__Goal__: Render the stretch of the data below, from the line containing "of the white" through the end of the data, as a JSON list of strings. Use one string per line and skip any blank lines.

__Available records__:
+---+
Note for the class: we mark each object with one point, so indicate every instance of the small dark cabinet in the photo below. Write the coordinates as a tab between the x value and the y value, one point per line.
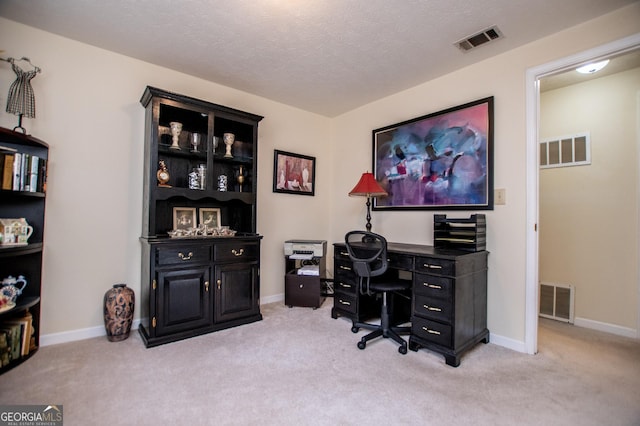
197	284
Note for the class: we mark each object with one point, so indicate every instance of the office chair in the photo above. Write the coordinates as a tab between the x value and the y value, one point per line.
368	252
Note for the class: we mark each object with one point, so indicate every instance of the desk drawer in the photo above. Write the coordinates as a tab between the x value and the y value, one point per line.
183	255
345	286
432	331
346	302
435	266
437	309
344	268
399	261
433	286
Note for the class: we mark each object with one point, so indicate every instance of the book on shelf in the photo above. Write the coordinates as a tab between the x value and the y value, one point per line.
25	328
14	339
22	172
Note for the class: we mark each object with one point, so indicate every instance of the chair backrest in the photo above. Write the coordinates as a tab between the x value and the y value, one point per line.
368	252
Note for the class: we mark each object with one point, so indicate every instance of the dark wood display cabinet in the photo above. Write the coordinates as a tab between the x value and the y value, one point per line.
27	200
203	280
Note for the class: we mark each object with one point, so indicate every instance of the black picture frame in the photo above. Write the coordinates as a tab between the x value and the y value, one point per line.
294	173
439	161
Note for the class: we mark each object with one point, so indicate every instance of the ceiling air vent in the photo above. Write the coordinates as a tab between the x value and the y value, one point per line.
485	36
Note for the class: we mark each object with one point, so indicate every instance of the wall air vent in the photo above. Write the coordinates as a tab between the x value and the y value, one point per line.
484	36
557	301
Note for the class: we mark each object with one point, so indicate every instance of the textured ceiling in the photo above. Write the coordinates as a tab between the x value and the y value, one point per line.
323	56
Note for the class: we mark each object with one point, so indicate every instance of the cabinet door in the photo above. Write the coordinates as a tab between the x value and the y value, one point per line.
184	300
237	291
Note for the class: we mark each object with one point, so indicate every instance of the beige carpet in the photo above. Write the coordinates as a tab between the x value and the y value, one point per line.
300	366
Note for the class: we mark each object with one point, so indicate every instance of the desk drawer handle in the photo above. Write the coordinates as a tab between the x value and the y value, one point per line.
426	265
437	287
431	331
187	257
431	308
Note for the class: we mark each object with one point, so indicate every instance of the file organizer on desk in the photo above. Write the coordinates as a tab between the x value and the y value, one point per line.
460	234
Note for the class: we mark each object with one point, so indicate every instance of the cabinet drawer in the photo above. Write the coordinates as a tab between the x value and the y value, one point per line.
435	266
433	286
437	309
432	331
346	302
239	251
183	255
345	286
344	269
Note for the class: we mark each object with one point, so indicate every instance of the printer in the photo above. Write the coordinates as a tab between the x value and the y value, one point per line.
308	256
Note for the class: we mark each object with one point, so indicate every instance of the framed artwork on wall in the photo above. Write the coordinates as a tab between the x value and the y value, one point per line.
293	173
439	161
184	217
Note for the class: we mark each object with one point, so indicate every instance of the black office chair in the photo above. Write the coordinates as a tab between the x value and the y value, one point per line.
368	252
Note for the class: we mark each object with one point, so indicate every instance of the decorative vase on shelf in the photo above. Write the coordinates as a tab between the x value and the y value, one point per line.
240	178
176	129
119	304
228	139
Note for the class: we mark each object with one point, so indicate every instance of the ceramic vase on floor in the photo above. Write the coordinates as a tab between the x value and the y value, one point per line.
119	303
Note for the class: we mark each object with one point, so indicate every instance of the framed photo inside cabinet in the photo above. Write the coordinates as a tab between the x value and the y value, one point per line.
209	217
440	161
184	217
293	173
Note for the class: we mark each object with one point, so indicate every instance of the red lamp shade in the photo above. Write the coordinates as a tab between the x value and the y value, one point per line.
367	186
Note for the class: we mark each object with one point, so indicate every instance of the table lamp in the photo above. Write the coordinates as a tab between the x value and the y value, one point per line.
368	187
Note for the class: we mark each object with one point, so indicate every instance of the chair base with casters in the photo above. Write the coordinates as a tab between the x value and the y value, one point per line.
385	329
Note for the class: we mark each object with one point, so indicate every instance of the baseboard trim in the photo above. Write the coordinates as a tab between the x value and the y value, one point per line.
515	345
606	327
91	332
81	334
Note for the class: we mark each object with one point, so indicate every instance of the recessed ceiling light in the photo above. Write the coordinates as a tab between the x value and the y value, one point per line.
593	67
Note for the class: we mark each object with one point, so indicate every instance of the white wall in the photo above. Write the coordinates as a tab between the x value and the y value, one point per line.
504	78
89	113
588	214
88	110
+---+
__Exercise response__:
[
  "Note for the class: we mark each object with one point, so indicate every instance of the white wall in the photo above. Write the coordinates as a tab between the x value and the y value, one point per line.",
  "504\t78",
  "89\t113",
  "588\t214",
  "88\t110"
]